▸ Problem details:
Down to the last line, repeat the entries exactly and drop any image.

▸ Extracted data:
== == ==

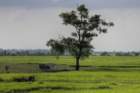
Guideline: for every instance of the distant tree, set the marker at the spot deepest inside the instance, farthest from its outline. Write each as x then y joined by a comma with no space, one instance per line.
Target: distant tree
86,27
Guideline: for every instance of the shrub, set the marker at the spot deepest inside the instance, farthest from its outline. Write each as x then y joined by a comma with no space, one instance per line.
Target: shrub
24,79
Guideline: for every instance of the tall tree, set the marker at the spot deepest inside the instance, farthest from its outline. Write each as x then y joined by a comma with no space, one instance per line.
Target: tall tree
86,27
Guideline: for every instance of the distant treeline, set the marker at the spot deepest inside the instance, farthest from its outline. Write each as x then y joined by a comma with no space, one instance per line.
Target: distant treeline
132,53
23,52
41,52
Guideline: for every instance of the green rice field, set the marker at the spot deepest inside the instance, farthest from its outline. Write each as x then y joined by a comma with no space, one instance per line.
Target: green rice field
107,74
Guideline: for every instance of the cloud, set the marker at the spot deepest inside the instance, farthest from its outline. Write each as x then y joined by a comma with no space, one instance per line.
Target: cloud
94,4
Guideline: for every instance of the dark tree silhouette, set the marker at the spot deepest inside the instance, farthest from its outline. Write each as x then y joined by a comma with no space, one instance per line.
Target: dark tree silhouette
86,27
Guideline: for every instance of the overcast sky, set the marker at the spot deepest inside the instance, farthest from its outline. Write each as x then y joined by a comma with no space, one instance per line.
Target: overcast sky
28,24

== == ==

▸ Exercise answer:
Guideline: for every instance of the distant tree, set the marker at the spot deepest inside the instance, farthest from its outline. Write each as x then y joined by a comma with no space, one instance per line.
Target: distant tree
86,27
Guideline: for every instance of the shrub, set the marker at the spot deepest inside the instance, farthest from its outline. Write each as x then y joined by a comma with no space, one instance per line.
Target: shrub
24,79
Guideline: for every instance of the tall tree, set the marker at the spot deepest inside the instance, farthest from its outline. Write each as x then y joined by a comma with no space, one instance per line.
Target: tall tree
86,27
Guideline: for every instance of the distant treeline, set the marker at the spot deepest inside the instance, farthest from its outline. Write each as x then y joined by a comma with no space, one instance per line.
Target: distant treeline
132,53
23,52
41,52
Guideline: for every instance of the green rice field, set the marker at the spot deepest inside the instance, farthest from its outline. Write each as x then y joined by a comma with no space, one instance per line.
Target: green rice field
107,74
Guideline: for every instance of the cloud, set the marker at the spot deepest inside the instance, farthest from its outline. Write each as x then y joined by a comma with no space, one instance per line.
Target: cloud
94,4
Guideline: for every instance of the dark tree silhouette, set the marker at the spot deepest inside the instance, farthest from its outline. Write each as x then y joined by a comma with no space, one instance per line.
Target: dark tree silhouette
86,27
Guideline: for every instance of the overcast sky, set the marker at the spot deepest inside the instance, farthest from its outline. Write each as x then y joined by a comma with no space, one instance per line.
Target: overcast sky
28,24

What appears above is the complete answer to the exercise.